Instruction
Tally the lines in the data below that contain the word "woven", with case counting, and reply with the number alone.

Information supplied
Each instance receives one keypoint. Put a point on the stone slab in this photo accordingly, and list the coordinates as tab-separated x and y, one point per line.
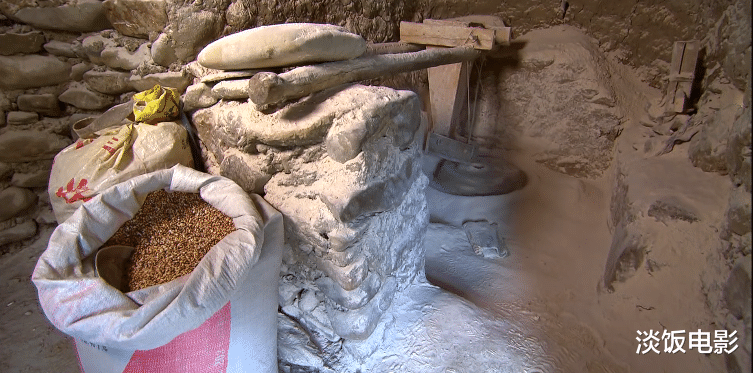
282	45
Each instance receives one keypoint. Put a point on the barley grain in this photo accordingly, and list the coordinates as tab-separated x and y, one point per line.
171	233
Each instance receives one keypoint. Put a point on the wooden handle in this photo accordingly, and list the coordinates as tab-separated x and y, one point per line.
268	88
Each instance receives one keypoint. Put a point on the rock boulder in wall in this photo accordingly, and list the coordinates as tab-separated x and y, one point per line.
282	45
29	71
25	43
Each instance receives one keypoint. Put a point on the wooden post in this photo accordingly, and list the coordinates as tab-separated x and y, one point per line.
681	76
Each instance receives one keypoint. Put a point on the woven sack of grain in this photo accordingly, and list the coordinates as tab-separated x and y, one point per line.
221	317
112	152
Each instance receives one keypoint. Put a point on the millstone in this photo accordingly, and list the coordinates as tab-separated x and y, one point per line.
484	177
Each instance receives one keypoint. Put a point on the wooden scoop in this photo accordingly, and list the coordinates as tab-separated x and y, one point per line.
110	264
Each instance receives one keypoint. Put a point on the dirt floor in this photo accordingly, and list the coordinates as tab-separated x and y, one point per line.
537	310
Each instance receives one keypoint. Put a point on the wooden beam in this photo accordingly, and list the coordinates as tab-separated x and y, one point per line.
446	35
502	34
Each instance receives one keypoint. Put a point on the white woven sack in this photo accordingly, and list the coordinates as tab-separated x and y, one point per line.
82	305
113	155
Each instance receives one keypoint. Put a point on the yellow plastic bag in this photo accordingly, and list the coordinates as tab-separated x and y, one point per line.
156	105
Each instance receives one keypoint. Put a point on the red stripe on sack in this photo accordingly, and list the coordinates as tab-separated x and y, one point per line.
202	350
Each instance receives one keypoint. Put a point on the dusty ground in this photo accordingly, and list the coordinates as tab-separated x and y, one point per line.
537	310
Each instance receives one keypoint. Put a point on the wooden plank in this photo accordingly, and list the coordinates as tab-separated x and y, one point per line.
682	74
448	91
447	36
502	35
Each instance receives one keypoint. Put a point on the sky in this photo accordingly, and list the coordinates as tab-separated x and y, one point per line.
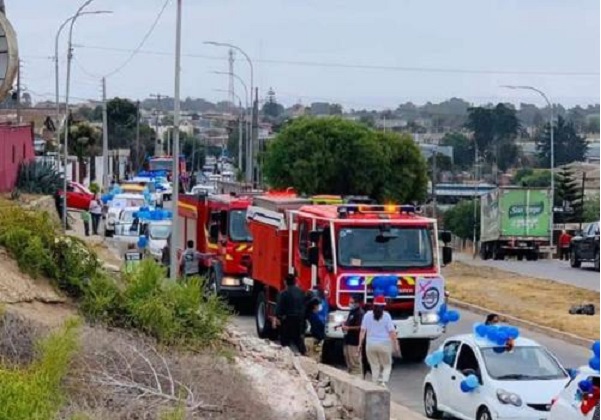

Full output
2